→ **Görev yönergesi**:
Aşağıdaki İBB Meclisi toplantısı metninde "İstanbul Büyükşehir Belediyesi" sözlerinden "süreli tartışma yaşandı." sözlerine kadar uzanan bölümü düzenleyip yeniden yazın. Bu bölümde "Eylül" yerine "Ekim" kullanın.

→ **Okuma parçası**:

İstanbul Büyükşehir Belediyesi (İBB) Meclisi Eylül ayı toplantısının ikinci oturumu, Meclis 2’inci Başkanvekili Ömer Faruk Kalaycı Başkanlığı’nda İBB Saraçhane binasında gerçekleştirildi. Meclis toplantısında 20 İlçenin İmar ve Bayındırlık raporları görüşüldü. Komisyon görüşmeleri sırasında söz Esenyurt Belediye Başkanı Kemal Deniz Bozkurt, iptal edilen imar raporları hakkında konuşma gerçekleştirdi. İBB İmar Komisyonu Başkanı Adnan Zeki Bostan ve Esenyurt Belediye Başkanı Kemal Deniz Bozkurt arasında kısa süreli tartışma yaşandı.
"Yapilan hatanın giderilmesi için ihtiyaç yokken plana cami konulmuş"

→ **Malzeme**:
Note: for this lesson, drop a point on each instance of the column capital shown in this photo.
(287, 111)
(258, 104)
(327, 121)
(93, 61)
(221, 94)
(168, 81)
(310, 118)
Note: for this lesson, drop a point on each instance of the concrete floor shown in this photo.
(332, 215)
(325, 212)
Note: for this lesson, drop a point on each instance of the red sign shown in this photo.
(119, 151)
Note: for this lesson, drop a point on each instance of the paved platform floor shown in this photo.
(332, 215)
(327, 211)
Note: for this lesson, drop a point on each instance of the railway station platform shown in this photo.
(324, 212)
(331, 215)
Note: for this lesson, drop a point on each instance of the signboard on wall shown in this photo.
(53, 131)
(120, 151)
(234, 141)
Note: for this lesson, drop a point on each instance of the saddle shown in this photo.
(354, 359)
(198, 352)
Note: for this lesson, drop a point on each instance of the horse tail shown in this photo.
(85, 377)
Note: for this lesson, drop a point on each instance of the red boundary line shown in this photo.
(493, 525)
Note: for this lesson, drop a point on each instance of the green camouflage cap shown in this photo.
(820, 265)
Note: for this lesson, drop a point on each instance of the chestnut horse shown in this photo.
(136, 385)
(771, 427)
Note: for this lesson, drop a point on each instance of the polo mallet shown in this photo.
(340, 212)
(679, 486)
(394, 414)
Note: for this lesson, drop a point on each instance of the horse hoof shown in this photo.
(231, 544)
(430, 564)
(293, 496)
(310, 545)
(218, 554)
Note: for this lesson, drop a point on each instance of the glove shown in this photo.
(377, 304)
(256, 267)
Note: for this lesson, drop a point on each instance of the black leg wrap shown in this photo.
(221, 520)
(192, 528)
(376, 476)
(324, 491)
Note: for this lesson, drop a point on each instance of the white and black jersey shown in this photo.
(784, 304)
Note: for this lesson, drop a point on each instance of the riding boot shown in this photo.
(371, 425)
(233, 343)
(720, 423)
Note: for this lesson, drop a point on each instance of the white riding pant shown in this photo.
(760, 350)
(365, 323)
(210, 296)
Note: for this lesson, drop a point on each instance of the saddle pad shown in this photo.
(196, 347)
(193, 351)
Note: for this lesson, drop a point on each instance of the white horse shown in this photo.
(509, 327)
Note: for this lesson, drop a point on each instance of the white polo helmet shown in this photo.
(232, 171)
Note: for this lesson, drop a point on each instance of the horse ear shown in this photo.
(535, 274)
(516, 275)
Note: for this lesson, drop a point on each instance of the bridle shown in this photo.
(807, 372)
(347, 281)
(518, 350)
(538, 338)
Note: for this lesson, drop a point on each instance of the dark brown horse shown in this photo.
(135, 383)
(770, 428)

→ **Yazılı cevap**:
İstanbul Büyükşehir Belediyesi (İBB) Meclisi Ekim ayı toplantısının ikinci oturumu, Meclis 2’inci Başkanvekili Ömer Faruk Kalaycı Başkanlığı’nda İBB Saraçhane binasında gerçekleştirildi. Meclis toplantısında 20 İlçenin İmar ve Bayındırlık raporları görüşüldü. Komisyon görüşmeleri sırasında söz Esenyurt Belediye Başkanı Kemal Deniz Bozkurt, iptal edilen imar raporları hakkında konuşma gerçekleştirdi. İBB İmar Komisyonu Başkanı Adnan Zeki Bostan ve Esenyurt Belediye Başkanı Kemal Deniz Bozkurt arasında kısa süreli tartışma yaşandı.